─── RECORDED INFORMATION ───

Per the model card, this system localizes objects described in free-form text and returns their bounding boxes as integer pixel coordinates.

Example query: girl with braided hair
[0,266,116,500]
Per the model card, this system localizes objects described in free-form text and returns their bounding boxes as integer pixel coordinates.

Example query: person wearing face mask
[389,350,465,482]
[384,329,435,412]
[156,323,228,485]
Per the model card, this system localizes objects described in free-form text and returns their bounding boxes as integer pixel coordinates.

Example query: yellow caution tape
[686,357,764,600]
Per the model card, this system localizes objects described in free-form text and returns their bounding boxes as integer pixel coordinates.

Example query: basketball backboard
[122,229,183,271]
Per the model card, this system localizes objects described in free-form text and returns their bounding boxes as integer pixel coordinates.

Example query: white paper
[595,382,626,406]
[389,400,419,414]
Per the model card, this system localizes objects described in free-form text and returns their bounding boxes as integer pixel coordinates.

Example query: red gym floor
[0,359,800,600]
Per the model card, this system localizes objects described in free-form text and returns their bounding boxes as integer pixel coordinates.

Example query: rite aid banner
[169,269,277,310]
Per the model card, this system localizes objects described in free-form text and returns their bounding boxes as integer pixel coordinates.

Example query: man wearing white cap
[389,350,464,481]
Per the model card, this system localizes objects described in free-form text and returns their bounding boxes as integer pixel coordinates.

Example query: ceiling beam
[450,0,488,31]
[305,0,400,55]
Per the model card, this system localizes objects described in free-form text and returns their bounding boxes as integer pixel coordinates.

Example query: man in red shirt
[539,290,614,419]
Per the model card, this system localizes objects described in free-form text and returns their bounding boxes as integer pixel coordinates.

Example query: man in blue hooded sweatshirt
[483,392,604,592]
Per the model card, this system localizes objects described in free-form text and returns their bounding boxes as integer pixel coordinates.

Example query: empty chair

───

Repeat the items from the start through the line containing "[122,229,183,271]", including every line of text, and shift each bounding box coordinate in the answers by adding 107 to it.

Per the model card, this system localizes objects described in free-form text and returns their bounding boxes as integer pixel coordinates.

Example query: girl with braided hair
[107,373,223,607]
Per the model card, this system localizes objects described in free-form text and returns their bounding boxes as integer pixel coordinates.

Example query: person wearing face mask
[496,457,572,589]
[491,436,542,519]
[263,430,335,592]
Per the model card, this system localizes objects described in free-form text and returns their bounding boxes as integer pixel coordinates.

Example query: yellow caution tape
[793,464,871,707]
Per the model card, this system localizes objects described in free-form text and returns their bounding boxes as integer pixel coordinates.

Example query: basketball backboard
[229,336,290,378]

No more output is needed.